WHAT THIS TASK INVOLVES
The listing below should be copied in full, word for word.
====================
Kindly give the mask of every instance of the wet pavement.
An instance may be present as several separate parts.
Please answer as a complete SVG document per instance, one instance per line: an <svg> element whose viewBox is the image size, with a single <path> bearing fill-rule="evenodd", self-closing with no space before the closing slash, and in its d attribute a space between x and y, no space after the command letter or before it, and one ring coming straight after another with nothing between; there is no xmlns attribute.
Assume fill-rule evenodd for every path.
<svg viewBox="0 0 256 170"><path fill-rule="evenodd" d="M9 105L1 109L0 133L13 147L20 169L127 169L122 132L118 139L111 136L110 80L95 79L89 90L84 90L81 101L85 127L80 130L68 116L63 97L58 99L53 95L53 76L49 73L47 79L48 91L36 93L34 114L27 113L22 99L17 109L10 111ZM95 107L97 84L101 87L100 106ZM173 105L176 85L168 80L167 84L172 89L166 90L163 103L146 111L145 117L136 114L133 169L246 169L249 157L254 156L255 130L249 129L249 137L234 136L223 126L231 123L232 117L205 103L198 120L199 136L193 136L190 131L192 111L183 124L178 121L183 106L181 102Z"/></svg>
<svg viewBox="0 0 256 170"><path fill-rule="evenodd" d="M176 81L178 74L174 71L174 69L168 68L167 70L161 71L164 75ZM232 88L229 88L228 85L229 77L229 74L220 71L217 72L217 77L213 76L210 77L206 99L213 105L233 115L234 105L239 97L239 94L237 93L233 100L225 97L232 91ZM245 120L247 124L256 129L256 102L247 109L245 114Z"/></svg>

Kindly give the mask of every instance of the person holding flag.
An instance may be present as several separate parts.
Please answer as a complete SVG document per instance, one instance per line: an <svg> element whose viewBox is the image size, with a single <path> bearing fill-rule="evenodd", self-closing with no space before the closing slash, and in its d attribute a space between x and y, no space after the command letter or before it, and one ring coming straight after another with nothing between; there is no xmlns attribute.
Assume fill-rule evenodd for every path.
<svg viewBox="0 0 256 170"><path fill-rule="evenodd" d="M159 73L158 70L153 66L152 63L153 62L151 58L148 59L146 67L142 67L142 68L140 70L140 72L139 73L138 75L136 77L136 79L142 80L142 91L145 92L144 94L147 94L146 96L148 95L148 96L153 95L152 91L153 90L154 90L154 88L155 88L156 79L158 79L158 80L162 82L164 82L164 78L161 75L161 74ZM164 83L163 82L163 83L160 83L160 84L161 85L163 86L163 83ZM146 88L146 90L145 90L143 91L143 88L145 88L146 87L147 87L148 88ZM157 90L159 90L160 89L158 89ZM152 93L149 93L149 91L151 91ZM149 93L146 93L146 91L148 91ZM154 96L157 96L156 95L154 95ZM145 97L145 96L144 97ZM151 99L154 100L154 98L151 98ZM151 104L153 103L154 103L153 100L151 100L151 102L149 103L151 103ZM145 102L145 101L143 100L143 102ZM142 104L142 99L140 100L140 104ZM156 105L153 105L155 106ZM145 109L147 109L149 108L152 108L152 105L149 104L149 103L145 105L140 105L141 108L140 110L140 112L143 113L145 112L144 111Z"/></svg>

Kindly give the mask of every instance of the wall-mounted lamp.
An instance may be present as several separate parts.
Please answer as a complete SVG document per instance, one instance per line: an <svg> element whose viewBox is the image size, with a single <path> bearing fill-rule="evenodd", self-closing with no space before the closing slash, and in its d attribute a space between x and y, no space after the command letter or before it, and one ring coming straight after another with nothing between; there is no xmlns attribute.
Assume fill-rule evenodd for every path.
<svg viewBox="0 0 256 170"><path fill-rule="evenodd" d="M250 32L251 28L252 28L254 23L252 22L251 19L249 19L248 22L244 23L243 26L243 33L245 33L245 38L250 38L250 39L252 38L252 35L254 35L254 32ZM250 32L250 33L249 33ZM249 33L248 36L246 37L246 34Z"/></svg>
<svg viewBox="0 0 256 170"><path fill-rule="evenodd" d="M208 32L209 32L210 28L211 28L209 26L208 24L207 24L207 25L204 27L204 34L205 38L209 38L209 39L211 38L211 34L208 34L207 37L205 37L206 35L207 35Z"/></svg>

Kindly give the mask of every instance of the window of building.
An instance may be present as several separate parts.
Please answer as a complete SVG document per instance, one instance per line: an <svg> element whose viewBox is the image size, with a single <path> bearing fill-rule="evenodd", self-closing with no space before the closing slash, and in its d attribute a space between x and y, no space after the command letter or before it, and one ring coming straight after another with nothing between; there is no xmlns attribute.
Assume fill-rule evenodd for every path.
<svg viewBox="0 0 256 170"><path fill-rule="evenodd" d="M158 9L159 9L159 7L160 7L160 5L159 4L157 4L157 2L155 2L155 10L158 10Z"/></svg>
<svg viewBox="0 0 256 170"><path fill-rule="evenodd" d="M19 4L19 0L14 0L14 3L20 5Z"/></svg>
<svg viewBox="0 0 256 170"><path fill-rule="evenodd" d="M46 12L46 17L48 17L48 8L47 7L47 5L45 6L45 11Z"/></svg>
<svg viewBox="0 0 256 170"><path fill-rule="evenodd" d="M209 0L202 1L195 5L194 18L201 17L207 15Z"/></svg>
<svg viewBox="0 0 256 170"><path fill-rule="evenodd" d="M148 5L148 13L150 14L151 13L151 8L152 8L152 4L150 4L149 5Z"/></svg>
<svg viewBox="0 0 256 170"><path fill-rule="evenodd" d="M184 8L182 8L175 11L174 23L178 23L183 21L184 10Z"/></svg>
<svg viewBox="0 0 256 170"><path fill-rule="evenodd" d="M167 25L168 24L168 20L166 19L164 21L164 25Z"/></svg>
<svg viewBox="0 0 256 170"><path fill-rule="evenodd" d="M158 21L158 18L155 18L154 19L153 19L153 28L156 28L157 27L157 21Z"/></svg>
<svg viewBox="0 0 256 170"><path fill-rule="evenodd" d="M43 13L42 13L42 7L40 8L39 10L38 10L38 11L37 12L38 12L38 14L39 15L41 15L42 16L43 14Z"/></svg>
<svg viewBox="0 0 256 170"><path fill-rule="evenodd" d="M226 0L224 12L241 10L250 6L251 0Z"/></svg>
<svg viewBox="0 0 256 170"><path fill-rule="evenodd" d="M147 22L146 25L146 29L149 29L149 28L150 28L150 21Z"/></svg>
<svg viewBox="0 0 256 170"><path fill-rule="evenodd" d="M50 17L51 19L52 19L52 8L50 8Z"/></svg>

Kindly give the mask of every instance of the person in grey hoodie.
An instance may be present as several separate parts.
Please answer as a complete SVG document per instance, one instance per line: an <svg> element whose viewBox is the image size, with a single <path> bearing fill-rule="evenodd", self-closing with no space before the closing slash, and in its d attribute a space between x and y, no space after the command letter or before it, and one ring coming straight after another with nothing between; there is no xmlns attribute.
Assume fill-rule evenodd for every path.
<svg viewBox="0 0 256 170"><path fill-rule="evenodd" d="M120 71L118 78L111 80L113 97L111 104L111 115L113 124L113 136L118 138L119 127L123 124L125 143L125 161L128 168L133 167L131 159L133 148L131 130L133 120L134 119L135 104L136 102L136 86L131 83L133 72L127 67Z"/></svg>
====================
ANSWER TO THE PROBLEM
Kindly give the mask of every instance of the wet pavement.
An instance may be present as several separate parts.
Please answer as a complete SVG document per instance, one instance per line: an <svg> element whose viewBox is the image size, with a single <path> bearing fill-rule="evenodd", self-closing with no space before the closing slash, and in its d attribute a space between x and y, no space after the command letter or before it, and one ring coming straight after another with nothing between; there is no xmlns attribute.
Assume fill-rule evenodd for every path.
<svg viewBox="0 0 256 170"><path fill-rule="evenodd" d="M9 105L1 109L0 133L13 147L20 169L127 169L122 132L118 139L111 136L110 80L95 79L89 90L84 90L81 101L85 127L80 130L68 116L63 97L58 99L53 95L53 76L49 73L47 79L48 91L36 93L34 114L27 113L22 99L17 109L10 111ZM95 107L97 84L101 87L100 106ZM173 105L176 85L168 80L167 84L172 89L166 90L163 103L146 111L145 117L136 114L133 169L246 169L249 157L254 156L255 130L249 129L249 137L234 136L223 126L231 123L232 117L205 103L198 120L199 136L193 136L190 131L192 111L183 124L178 121L183 106L181 102Z"/></svg>
<svg viewBox="0 0 256 170"><path fill-rule="evenodd" d="M176 81L178 74L174 71L174 69L168 68L167 70L161 71L164 75ZM232 88L229 88L228 85L229 77L229 74L220 71L217 72L217 77L213 76L210 77L206 99L213 105L233 115L234 105L239 97L239 94L237 93L233 100L225 97L232 91ZM245 120L247 124L256 129L256 102L247 109L245 114Z"/></svg>

Kindly give the mask of every instance of the person holding flag.
An instance may be present as several separate parts.
Please answer as a complete SVG document per instance, one instance per line: an <svg> element whose viewBox is the image size, with a single <path> bearing fill-rule="evenodd", self-closing with no space before the closing slash, and in its d attribute a space between x and y, no space after the command letter or before it, and one ring coming straight after another with nothing between; there is no xmlns attribute.
Assume fill-rule evenodd for every path.
<svg viewBox="0 0 256 170"><path fill-rule="evenodd" d="M159 73L158 70L153 66L152 63L153 62L151 58L148 59L146 67L142 67L142 68L140 70L140 72L139 73L138 75L136 77L136 79L142 80L142 91L145 92L144 94L147 94L146 96L148 95L148 96L153 95L152 91L153 90L154 90L154 88L155 88L156 79L158 79L158 80L162 82L164 82L164 78L161 75L161 74ZM164 83L163 82L163 83L160 83L160 84L161 85L163 86L163 83ZM146 88L146 90L145 90L143 91L143 88L145 88L146 87L147 87L148 88ZM157 90L159 90L160 89L158 89ZM152 93L149 93L149 91L151 91ZM149 93L146 93L146 91L148 91ZM154 96L157 96L156 95L154 95ZM145 97L145 96L144 97ZM151 99L154 100L154 98L151 98ZM151 104L153 103L154 103L153 100L151 100L151 102L149 103L151 103ZM145 102L145 101L143 100L143 102ZM142 104L142 99L140 100L140 104ZM156 105L153 105L155 106ZM145 109L147 109L149 108L152 108L152 105L149 104L149 103L145 105L140 105L141 108L140 110L140 112L143 113L145 112L144 111Z"/></svg>

Kindly give the mask of every instance of the wall-mounted lamp.
An instance may be present as several separate parts.
Please answer as a complete SVG document per instance, one instance per line: an <svg> element whose viewBox is the image size, with a single <path> bearing fill-rule="evenodd", self-closing with no space before the closing slash, and in its d attribute a space between x and y, no space after the command letter or before it, and one ring coming straight after another with nothing between; there is no xmlns attribute.
Assume fill-rule evenodd for every path.
<svg viewBox="0 0 256 170"><path fill-rule="evenodd" d="M250 32L251 28L252 28L254 23L252 22L251 19L249 19L248 22L244 23L243 26L243 33L245 33L245 38L250 38L250 39L252 38L252 35L254 35L254 32ZM250 32L250 33L249 33ZM249 33L248 36L246 37L246 34Z"/></svg>
<svg viewBox="0 0 256 170"><path fill-rule="evenodd" d="M208 32L209 32L210 28L211 28L209 26L208 24L207 24L207 25L204 27L204 34L205 38L209 38L209 39L211 38L211 34L208 34L207 37L205 37L206 35L207 35Z"/></svg>

Kindly give the mask of every instance of the window of building.
An instance may be present as several separate parts.
Please answer as a complete SVG document per instance, one instance per line: an <svg> element whose viewBox is the image size, with a single <path> bearing fill-rule="evenodd", self-closing with no space before the closing slash, and in its d attribute a space between x and y, no space after the command letter or before it, and one ring coming straight after another with nothing between; there is no xmlns attribute.
Assume fill-rule evenodd for every path.
<svg viewBox="0 0 256 170"><path fill-rule="evenodd" d="M158 9L159 9L159 7L160 7L160 5L159 4L157 4L157 2L155 2L155 10L158 10Z"/></svg>
<svg viewBox="0 0 256 170"><path fill-rule="evenodd" d="M19 4L19 0L14 0L14 3L20 5Z"/></svg>
<svg viewBox="0 0 256 170"><path fill-rule="evenodd" d="M46 12L46 17L48 17L48 8L47 7L47 5L45 6L45 11Z"/></svg>
<svg viewBox="0 0 256 170"><path fill-rule="evenodd" d="M209 0L202 1L195 5L194 18L201 17L207 15Z"/></svg>
<svg viewBox="0 0 256 170"><path fill-rule="evenodd" d="M148 5L148 13L150 14L151 13L151 8L152 8L152 4L150 4L149 5Z"/></svg>
<svg viewBox="0 0 256 170"><path fill-rule="evenodd" d="M184 8L182 8L175 11L174 23L178 23L183 21L184 10Z"/></svg>
<svg viewBox="0 0 256 170"><path fill-rule="evenodd" d="M167 25L168 24L168 20L166 19L164 21L164 25Z"/></svg>
<svg viewBox="0 0 256 170"><path fill-rule="evenodd" d="M158 21L158 18L155 18L154 19L153 19L153 28L156 28L157 27L157 21Z"/></svg>
<svg viewBox="0 0 256 170"><path fill-rule="evenodd" d="M43 13L42 13L42 7L40 8L39 10L38 10L38 11L37 12L38 12L38 14L39 15L41 15L42 16L43 14Z"/></svg>
<svg viewBox="0 0 256 170"><path fill-rule="evenodd" d="M226 0L224 12L241 10L250 6L251 0Z"/></svg>
<svg viewBox="0 0 256 170"><path fill-rule="evenodd" d="M147 22L146 25L146 29L149 29L149 28L150 28L150 21Z"/></svg>
<svg viewBox="0 0 256 170"><path fill-rule="evenodd" d="M50 17L51 19L52 19L52 8L50 8Z"/></svg>

Kindly give the mask of every instance of the person in grey hoodie.
An instance may be present as several separate parts.
Please answer as a complete SVG document per instance, one instance per line: an <svg> element whose viewBox is the image size, with a single <path> bearing fill-rule="evenodd", self-closing with no space before the closing slash, and in its d attribute a space between x and y, no space after the command letter or before it, and one ring coming straight after another with nothing between; there is no xmlns attribute.
Assume fill-rule evenodd for every path.
<svg viewBox="0 0 256 170"><path fill-rule="evenodd" d="M120 71L118 78L111 80L113 97L111 104L111 115L113 124L113 136L118 138L119 127L123 124L125 143L125 161L128 168L133 167L131 159L133 148L131 130L133 120L134 119L135 104L136 102L136 86L131 83L133 72L127 67Z"/></svg>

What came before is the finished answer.